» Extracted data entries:
╔══

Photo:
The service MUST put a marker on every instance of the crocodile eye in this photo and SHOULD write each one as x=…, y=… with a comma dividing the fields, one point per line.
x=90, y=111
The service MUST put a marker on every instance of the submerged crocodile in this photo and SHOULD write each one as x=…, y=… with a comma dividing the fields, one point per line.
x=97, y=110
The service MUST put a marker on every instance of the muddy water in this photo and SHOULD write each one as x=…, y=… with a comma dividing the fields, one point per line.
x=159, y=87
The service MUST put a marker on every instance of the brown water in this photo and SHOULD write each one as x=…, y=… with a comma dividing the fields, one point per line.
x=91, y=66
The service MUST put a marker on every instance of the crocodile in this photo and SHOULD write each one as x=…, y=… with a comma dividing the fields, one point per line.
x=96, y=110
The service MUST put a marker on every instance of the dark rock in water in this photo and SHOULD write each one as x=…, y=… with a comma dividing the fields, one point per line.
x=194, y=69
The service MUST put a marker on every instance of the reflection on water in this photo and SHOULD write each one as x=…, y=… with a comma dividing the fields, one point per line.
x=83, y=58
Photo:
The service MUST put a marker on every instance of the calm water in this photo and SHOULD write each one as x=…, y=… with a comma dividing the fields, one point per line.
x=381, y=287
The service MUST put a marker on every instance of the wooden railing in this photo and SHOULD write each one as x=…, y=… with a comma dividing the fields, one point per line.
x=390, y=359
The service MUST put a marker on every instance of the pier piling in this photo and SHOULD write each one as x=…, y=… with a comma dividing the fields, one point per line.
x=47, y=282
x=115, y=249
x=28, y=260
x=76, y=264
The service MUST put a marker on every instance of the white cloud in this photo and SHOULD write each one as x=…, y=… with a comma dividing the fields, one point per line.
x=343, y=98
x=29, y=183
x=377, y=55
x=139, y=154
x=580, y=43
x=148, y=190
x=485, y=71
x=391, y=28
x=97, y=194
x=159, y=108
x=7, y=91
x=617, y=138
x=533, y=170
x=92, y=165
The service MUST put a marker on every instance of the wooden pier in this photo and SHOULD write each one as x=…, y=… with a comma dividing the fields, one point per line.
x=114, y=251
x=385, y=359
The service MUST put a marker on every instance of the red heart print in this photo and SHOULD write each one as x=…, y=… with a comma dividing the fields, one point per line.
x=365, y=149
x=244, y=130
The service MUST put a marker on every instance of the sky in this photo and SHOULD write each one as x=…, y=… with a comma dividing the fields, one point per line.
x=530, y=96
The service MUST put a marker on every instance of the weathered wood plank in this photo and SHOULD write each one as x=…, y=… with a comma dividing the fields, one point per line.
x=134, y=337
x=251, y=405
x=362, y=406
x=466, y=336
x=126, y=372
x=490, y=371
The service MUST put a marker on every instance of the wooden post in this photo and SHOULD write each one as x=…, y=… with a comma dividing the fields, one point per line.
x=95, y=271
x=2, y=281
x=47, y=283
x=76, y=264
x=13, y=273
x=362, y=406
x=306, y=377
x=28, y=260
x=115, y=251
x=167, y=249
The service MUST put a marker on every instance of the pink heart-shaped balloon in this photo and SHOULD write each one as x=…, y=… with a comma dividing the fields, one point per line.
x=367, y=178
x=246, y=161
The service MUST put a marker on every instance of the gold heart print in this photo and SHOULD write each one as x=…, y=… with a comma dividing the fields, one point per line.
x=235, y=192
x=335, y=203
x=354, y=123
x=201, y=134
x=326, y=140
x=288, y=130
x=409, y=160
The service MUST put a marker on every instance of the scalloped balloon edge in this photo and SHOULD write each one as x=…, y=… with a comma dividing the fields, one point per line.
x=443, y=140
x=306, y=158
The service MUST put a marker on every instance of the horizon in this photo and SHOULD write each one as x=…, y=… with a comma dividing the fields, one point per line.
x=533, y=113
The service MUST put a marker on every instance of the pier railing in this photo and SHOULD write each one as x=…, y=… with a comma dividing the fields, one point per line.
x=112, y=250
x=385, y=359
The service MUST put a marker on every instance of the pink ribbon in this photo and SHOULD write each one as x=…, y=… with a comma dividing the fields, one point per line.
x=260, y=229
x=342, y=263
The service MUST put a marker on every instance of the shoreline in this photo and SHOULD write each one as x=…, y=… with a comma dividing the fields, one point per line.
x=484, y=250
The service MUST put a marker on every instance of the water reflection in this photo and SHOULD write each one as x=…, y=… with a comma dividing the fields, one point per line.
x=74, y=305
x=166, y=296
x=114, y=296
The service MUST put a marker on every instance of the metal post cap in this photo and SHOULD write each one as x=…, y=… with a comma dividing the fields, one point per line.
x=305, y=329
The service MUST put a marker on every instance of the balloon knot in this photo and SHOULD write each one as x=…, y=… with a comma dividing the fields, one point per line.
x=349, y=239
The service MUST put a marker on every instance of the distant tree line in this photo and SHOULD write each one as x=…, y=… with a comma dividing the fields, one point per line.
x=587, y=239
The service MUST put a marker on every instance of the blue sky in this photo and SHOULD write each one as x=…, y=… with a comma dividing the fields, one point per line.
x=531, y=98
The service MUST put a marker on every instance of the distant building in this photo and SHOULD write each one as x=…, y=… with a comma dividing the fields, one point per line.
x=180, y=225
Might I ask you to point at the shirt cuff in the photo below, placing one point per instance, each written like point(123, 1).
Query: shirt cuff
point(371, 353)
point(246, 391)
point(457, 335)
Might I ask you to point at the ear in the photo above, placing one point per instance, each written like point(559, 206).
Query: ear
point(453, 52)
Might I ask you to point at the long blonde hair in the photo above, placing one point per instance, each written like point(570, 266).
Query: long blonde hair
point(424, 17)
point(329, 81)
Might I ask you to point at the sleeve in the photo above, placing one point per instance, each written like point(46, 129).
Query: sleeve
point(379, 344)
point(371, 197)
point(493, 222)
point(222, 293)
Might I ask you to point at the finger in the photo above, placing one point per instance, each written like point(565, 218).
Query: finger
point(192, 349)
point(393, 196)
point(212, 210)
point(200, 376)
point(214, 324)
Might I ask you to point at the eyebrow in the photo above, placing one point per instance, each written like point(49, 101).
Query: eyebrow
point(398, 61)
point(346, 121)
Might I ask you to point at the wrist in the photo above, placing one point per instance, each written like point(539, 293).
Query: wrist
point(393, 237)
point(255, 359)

╚══

» WHAT IS NEEDED: Turn the records above into a numbered list, one line per item, with blank lines removed.

» TASK OUTPUT:
1. Photo:
2. The service MUST put a marker on every instance of the crocodile eye in this photo and SHOULD write each one as x=…, y=… with a comma dividing the fields, one point per line.
3. x=90, y=111
4. The service MUST put a marker on every instance of the submerged crocodile in this photo and SHOULD write each one as x=…, y=… with a comma dividing the fields, one point per line.
5. x=97, y=110
6. The service MUST put a marker on every instance of the muddy water in this photo and SHOULD write each one as x=…, y=… with a comma dividing the fields, one point per line.
7. x=159, y=87
8. The service MUST put a marker on every instance of the brown water in this photo and SHOULD write each one as x=…, y=… with a comma dividing the fields, one point per line.
9. x=91, y=66
10. The service MUST put a marker on every instance of the crocodile in this photo and SHOULD write each one as x=…, y=… with a comma dividing the fields, one point per line.
11. x=96, y=110
12. The service MUST put a marker on every instance of the dark rock in water in this photo and SHOULD write each one as x=…, y=… with a comma dividing the fields, one point per line.
13. x=194, y=69
14. The service MUST put a marker on every instance of the reflection on water in this photo and SHOULD write each one as x=…, y=… with a comma dividing the fields, one point per line.
15. x=83, y=58
16. Photo:
17. The service MUST put a marker on every instance of the calm water in this photo and SHOULD write each one as x=…, y=… with a comma dividing the fields, one point per line.
18. x=381, y=287
19. The service MUST put a marker on every instance of the wooden railing in this photo and SHOULD write each one as x=…, y=… with a comma dividing the fields, one point per line.
20. x=390, y=359
21. The service MUST put a marker on every instance of the pier piling in this photo and SHOULD write each one as x=…, y=… with a comma dividing the fields, one point per line.
22. x=47, y=282
23. x=115, y=249
24. x=28, y=260
25. x=76, y=264
26. The service MUST put a marker on every instance of the white cloud in this photo and SHOULD write each one as x=…, y=… with a comma dividing the fields, one point per line.
27. x=343, y=98
28. x=29, y=183
29. x=377, y=55
30. x=139, y=154
31. x=580, y=43
32. x=148, y=190
33. x=485, y=71
34. x=391, y=28
35. x=97, y=194
36. x=159, y=108
37. x=7, y=91
38. x=617, y=138
39. x=533, y=170
40. x=92, y=165
41. The service MUST put a marker on every instance of the wooden pier in this photo and SHOULD write each one as x=…, y=… with a comma dividing the fields, one point per line.
42. x=114, y=251
43. x=385, y=359
44. The service MUST put a marker on every instance of the red heart print in this photo and SHOULD write each one as x=…, y=… with a comma dividing the fields, one point per line.
45. x=365, y=149
46. x=244, y=130
47. The service MUST put a marker on every instance of the sky in this photo and SHOULD write each one as x=…, y=… with a comma dividing the fields, one point per line.
48. x=530, y=96
49. The service MUST put a marker on every instance of the weathered wood plank in this photo and SHOULD write each one as x=…, y=… with a comma dividing the fields, one point per line.
50. x=134, y=337
51. x=251, y=405
52. x=362, y=406
53. x=466, y=336
54. x=126, y=372
55. x=490, y=371
56. The service MUST put a marker on every instance of the wooden post in this photo and SHOULD write each one as x=…, y=… with a comma dividing the fields, one point per line.
57. x=95, y=271
58. x=2, y=281
59. x=47, y=283
60. x=76, y=264
61. x=13, y=273
62. x=362, y=406
63. x=306, y=377
64. x=28, y=260
65. x=115, y=251
66. x=167, y=249
67. The service MUST put a marker on every instance of the pink heart-shaped balloon in this photo and SHOULD write each one as x=…, y=… with a comma dividing the fields, one point per line.
68. x=367, y=178
69. x=246, y=161
70. The service MUST put a marker on every instance of the gold heart print in this photo and SHOULD write each one as x=…, y=… with a comma dividing the fields, one point per line.
71. x=235, y=192
72. x=335, y=203
73. x=354, y=123
74. x=201, y=134
75. x=326, y=140
76. x=288, y=130
77. x=409, y=160
78. The service MUST put a marker on every instance of the scalloped balloon edge in this photo and SHOULD write each one as x=…, y=… with a comma dividing the fields, one point per line.
79. x=443, y=140
80. x=306, y=158
81. The service MUST put a marker on every instance of the horizon in this photo and SHOULD write each one as x=…, y=… with a comma dividing the fields, one point per line.
82. x=533, y=113
83. The service MUST put a marker on every instance of the pier railing in this photo and SHOULD write each one as x=…, y=… with a comma dividing the fields, one point per line.
84. x=112, y=250
85. x=385, y=359
86. The service MUST put a marker on every instance of the pink ribbon in this photo and SHOULD write each one as x=…, y=… with a comma dividing the fields, one point per line.
87. x=260, y=229
88. x=342, y=263
89. The service MUST put a marker on every instance of the shoreline in this photo and SHOULD write each one as x=…, y=… with a comma dividing the fields, one point per line.
90. x=484, y=250
91. The service MUST put a marker on every instance of the water reflection in this photo and SHOULD write each one as x=…, y=… with a comma dividing the fields, one point per line.
92. x=74, y=305
93. x=166, y=296
94. x=114, y=296
95. The service MUST put a marker on every instance of the metal post cap in this photo and SHOULD write each one as x=…, y=… with a comma dividing the fields, one point per line.
96. x=305, y=329
97. The service MUST put a marker on every instance of the balloon knot in this photo and SHOULD write each one as x=…, y=… with a comma dividing the fields, one point per line.
98. x=349, y=239
99. The service MUST put a marker on every instance of the distant tree line in this photo and SHOULD write each one as x=…, y=… with a comma dividing the fields, one point per line.
100. x=587, y=239
101. The service MUST put a marker on every instance of the blue sky in this photo and SHOULD write each one as x=…, y=… with a comma dividing the fields, one point per line.
102. x=531, y=98
103. The service MUST put a marker on every instance of the distant building in this photo and SHOULD write each one as x=…, y=… with a comma dividing the fields, one point per line.
104. x=180, y=225
105. Might I ask you to point at the shirt cuff in the photo below, placing one point per instance, each written like point(123, 1).
106. Query: shirt cuff
107. point(371, 353)
108. point(246, 391)
109. point(457, 335)
110. Might I ask you to point at the ear in the photo above, placing one point per instance, each written like point(559, 206).
111. Query: ear
112. point(453, 52)
113. Might I ask you to point at the long blonde hair in the photo above, placing one point per instance, each written like point(570, 266).
114. Query: long blonde hair
115. point(424, 17)
116. point(329, 81)
117. Might I ask you to point at the sleeve in the photo above, placing one point per instance, each written like point(46, 129).
118. Query: sleeve
119. point(379, 344)
120. point(371, 197)
121. point(493, 222)
122. point(222, 293)
123. Might I ask you to point at the finger in the photo above, placing one point per instance, each written like point(565, 218).
124. Query: finger
125. point(192, 349)
126. point(393, 196)
127. point(212, 210)
128. point(200, 376)
129. point(214, 324)
130. Might I ask you to point at the eyebrow in the photo above, placing one point per instance, each written like point(49, 101).
131. Query: eyebrow
132. point(398, 61)
133. point(346, 121)
134. Might I ask you to point at the wrist in the photo above, placing one point per instance, each written like point(539, 293).
135. Query: wrist
136. point(393, 237)
137. point(255, 359)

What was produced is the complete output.